TEXTO DE ORIGEM:
◆ ◆ ◆ ◆

O dia em que Burle salvou Maya e voltou ao mar pra surfar onda de 30 metros
Há quatro anos, Carlos Burle viveu o dia mais intenso de sua carreira. Talvez o dia mais intenso de sua vida. Na cidade de Nazaré, em Portugal, o pernambucano caiu no mar com o objetivo de surfar mais uma onda gigante, o que ele faz muito bem desde a década de 1990 - é um dos grandes recordistas de ondas gigantes no mundo.
Antes de surfar aquela que é considerada por especialistas como a maior onda da história, Burle encarou uma situação de risco. Sua colega Maya Gabeira ficou desacordada no mar furioso e correu o risco de morrer.
A seguir, em depoimento ao ESPORTE(ponto final), Carlos Burle descreve em detalhes o que ocorreu em 28 de outubro de 2013, “um dia abençoado, um dia para sempre”, como ele mesmo define.
“Era um corpo morto e inerte”
O mais complexo do meu esporte é como treinar uma situação que nunca se repete e é tão rara. É o X da questão do surfe de ondas grandes. Como treinar para surfar uma onda que quase nunca acontece e que você vai surfar 10 ou 20 vezes na vida?
O momento mais marcante que eu vivi no esporte foi um episódio em Portugal, em Nazaré, onde surfei as maiores ondas da minha vida, junto à minha equipe de três atletas mais jovens. Mais experiente, eu tinha uma postura de líder.
Achei que seria mais um dia de ondas gigantes, mas quase perdi uma parceira. Eu a vi boiando de cabeça para baixo, já sem respirar. Ela desapareceu da minha vista duas vezes. Tomou uma onda e desapareceu. Eu dei a volta e ela tomou outra onda e desapareceu. Nessa segunda vez, pensei: “quando ela aparecer de novo, e se ela aparecer de novo, eu não vou mais perder de vista”.
Sou um cara muito emotivo, mas ao mesmo tempo muito pragmático no trabalho. Eu não pensei na Maya ali. Pensei num ser humano, que por um acaso era a Maya, minha amiga, mas era um ser humano que não estava respirando. É lógico que, sendo a minha parceira Maya e estando no meu time, existe uma relação. Independentemente disso, eu não podia deixar nada mais entrar no caminho. Se eu começasse a questionar essa relação, a família dela, a minha vida, onde isso iria levar, eu a teria perdido.

◆ ◆ ◆ ◆

CONTEÚDO DOS DADOS:
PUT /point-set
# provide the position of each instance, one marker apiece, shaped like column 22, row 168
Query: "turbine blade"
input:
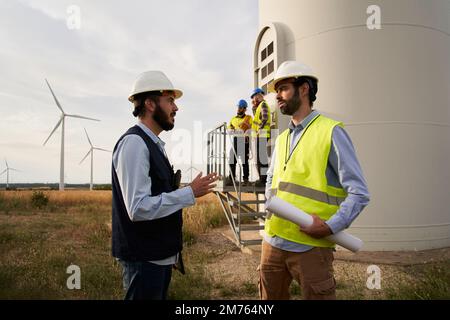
column 81, row 117
column 54, row 97
column 88, row 137
column 90, row 150
column 56, row 127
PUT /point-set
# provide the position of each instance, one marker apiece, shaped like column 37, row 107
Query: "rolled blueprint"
column 289, row 212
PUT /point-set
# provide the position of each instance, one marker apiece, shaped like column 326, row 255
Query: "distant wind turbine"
column 61, row 122
column 8, row 168
column 91, row 152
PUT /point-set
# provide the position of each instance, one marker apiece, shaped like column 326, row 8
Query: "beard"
column 163, row 119
column 292, row 105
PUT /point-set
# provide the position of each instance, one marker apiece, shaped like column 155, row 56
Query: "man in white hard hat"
column 147, row 202
column 314, row 167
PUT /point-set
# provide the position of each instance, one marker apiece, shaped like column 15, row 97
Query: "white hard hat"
column 291, row 69
column 153, row 81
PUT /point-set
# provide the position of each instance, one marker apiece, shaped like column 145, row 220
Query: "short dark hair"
column 313, row 87
column 139, row 102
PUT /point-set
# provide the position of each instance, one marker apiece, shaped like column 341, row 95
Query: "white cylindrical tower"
column 390, row 86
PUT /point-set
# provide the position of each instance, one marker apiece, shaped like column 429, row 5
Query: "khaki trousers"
column 312, row 269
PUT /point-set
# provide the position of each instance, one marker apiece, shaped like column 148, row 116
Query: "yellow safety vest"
column 257, row 122
column 301, row 180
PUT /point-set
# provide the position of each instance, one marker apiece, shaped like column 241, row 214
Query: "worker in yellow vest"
column 313, row 167
column 262, row 121
column 239, row 128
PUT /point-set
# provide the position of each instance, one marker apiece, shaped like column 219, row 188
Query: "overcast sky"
column 204, row 46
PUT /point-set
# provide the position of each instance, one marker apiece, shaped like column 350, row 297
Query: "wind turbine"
column 91, row 152
column 62, row 122
column 7, row 173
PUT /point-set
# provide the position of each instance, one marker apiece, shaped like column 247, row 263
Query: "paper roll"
column 289, row 212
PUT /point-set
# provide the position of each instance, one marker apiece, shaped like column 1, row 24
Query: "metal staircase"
column 243, row 206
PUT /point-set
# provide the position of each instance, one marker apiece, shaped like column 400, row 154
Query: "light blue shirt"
column 131, row 163
column 343, row 171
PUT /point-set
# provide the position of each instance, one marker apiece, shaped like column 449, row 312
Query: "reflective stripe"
column 309, row 193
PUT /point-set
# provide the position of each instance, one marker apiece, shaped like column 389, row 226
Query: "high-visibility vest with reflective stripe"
column 257, row 122
column 237, row 121
column 301, row 180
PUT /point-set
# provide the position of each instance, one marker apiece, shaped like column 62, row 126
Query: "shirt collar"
column 304, row 123
column 150, row 133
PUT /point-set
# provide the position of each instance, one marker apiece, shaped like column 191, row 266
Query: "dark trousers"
column 262, row 157
column 143, row 280
column 242, row 148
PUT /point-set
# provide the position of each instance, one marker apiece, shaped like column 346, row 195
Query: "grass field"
column 39, row 240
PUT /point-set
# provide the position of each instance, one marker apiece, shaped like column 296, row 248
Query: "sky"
column 91, row 52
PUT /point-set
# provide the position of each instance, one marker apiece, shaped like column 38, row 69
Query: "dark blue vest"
column 146, row 240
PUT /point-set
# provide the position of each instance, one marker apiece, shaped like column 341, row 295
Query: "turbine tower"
column 62, row 122
column 91, row 152
column 7, row 173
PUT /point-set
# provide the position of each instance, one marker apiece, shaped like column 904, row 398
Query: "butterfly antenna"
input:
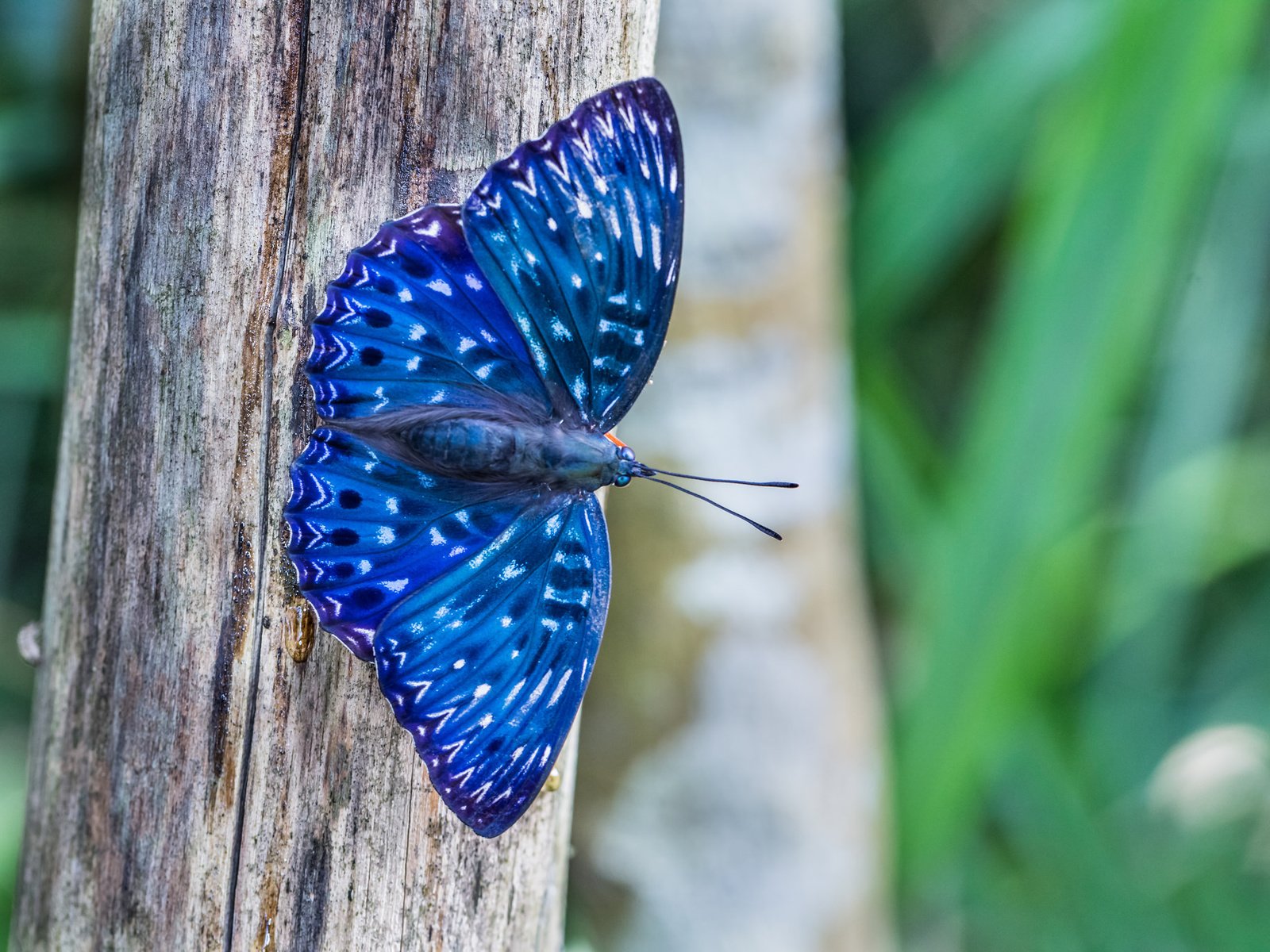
column 711, row 479
column 759, row 526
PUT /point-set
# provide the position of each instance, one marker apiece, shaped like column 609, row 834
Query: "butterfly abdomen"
column 493, row 451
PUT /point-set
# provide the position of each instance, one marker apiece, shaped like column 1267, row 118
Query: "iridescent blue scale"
column 467, row 367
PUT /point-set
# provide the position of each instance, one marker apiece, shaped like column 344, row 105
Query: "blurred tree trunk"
column 733, row 736
column 194, row 782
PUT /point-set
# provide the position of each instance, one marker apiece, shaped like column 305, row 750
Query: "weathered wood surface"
column 732, row 765
column 192, row 786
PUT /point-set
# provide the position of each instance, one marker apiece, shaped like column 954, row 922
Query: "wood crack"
column 264, row 512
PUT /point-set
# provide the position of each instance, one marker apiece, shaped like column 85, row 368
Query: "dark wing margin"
column 487, row 666
column 581, row 232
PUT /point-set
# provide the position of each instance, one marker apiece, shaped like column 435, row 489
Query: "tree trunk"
column 733, row 738
column 194, row 781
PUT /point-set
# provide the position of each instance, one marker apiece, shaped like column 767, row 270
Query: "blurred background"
column 1058, row 243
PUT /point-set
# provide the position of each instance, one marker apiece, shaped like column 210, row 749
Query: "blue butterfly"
column 467, row 368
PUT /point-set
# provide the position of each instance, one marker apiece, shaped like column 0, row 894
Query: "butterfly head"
column 628, row 469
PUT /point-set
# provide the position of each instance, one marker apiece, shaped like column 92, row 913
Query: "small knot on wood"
column 29, row 644
column 298, row 630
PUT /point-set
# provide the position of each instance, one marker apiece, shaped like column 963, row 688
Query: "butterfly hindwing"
column 487, row 666
column 368, row 531
column 581, row 234
column 413, row 321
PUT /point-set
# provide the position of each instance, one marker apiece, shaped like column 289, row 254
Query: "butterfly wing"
column 487, row 666
column 368, row 531
column 579, row 232
column 412, row 321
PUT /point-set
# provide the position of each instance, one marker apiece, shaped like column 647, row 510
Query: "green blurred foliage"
column 42, row 65
column 1060, row 232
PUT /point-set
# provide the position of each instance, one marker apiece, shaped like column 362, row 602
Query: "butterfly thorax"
column 483, row 447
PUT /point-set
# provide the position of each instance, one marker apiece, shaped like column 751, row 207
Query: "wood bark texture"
column 733, row 752
column 192, row 784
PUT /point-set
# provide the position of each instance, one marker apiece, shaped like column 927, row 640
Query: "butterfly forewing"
column 413, row 321
column 581, row 234
column 487, row 666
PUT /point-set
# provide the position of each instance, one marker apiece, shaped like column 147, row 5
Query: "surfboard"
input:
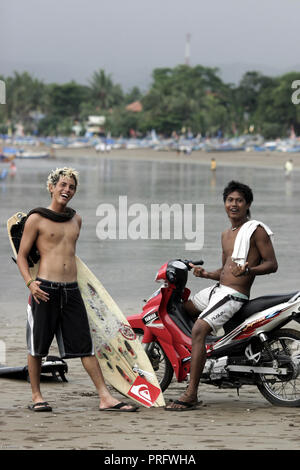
column 123, row 361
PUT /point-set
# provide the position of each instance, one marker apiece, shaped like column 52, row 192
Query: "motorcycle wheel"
column 160, row 362
column 283, row 390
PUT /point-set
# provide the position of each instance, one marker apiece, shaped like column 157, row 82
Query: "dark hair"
column 240, row 188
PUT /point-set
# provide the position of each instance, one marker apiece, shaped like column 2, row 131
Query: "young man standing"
column 215, row 305
column 56, row 306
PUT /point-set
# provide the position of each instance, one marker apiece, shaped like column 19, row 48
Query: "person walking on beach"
column 55, row 303
column 253, row 255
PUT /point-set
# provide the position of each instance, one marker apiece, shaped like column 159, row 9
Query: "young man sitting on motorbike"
column 215, row 305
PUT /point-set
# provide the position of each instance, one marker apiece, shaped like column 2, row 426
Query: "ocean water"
column 127, row 266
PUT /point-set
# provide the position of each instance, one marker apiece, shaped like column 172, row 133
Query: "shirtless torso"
column 55, row 241
column 261, row 257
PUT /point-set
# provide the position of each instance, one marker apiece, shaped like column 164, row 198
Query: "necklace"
column 238, row 226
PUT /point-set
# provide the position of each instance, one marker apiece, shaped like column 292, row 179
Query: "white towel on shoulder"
column 242, row 241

◆ ◆ ◆ ◆

O QUE FAZER:
Responda com base no texto sobre Carlos Burle:
1. Em que cidade e país aconteceu o episódio?
2. Qual foi a data desse dia?
3. Quantas vezes Maya desapareceu da vista de Burle?

RESULTADO DA TAREFA:
1. Em Nazaré, Portugal.
2. 28 de outubro de 2013.
3. Duas vezes.